WHAT TO WORK ON: Restate the entire listing word for word.

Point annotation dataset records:
--
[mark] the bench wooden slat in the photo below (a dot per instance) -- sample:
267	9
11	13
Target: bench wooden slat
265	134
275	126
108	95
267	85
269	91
--
FULL RESPONSE:
[mark] the bench wooden slat in the photo below (a dot per instance) -- sample:
267	9
11	13
Target: bench wooden slat
265	134
275	126
108	95
267	85
269	91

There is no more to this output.